List every line in the rows below that contains the word "person", copying each line in full. A match counts only if its case agrees.
---- THE RECORDS
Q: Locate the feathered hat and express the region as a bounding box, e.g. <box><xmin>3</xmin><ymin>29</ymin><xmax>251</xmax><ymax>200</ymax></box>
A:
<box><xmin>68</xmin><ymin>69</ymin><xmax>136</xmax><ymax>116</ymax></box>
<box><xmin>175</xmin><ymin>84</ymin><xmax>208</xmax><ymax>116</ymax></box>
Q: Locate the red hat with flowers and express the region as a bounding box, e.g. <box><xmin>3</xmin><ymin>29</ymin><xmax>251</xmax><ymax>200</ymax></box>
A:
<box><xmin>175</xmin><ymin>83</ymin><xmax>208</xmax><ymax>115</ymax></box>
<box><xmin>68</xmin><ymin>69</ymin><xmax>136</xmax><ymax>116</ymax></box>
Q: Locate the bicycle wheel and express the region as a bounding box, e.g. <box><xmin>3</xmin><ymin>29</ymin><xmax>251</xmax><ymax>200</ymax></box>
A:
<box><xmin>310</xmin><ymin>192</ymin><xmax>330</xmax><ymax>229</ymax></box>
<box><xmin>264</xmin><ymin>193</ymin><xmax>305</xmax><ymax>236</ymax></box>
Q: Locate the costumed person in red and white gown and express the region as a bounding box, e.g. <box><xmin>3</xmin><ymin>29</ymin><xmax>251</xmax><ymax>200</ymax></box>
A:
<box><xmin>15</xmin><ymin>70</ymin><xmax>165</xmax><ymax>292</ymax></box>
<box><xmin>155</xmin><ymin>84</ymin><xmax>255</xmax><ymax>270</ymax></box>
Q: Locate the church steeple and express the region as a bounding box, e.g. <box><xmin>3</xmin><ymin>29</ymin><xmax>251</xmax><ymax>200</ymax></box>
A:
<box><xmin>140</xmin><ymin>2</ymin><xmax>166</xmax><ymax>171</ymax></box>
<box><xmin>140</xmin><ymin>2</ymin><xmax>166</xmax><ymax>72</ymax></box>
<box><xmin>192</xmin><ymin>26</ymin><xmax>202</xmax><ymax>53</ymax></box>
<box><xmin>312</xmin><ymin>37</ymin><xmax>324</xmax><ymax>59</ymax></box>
--------
---- THE RECORDS
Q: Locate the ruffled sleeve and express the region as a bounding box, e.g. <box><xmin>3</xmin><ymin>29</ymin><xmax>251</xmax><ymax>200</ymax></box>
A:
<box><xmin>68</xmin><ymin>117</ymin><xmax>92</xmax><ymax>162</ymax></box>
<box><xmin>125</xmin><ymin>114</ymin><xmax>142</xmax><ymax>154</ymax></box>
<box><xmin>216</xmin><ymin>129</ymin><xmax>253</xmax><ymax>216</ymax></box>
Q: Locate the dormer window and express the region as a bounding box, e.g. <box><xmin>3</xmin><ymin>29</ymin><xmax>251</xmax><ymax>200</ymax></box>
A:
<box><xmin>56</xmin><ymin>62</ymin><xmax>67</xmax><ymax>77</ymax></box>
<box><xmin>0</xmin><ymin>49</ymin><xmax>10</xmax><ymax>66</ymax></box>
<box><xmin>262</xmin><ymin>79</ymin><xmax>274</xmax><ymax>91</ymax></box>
--------
• _FINISHED EXERCISE_:
Q: Locate the costumed person in red and white gown and express the region as a bounding box, e.g. <box><xmin>3</xmin><ymin>29</ymin><xmax>251</xmax><ymax>200</ymax></box>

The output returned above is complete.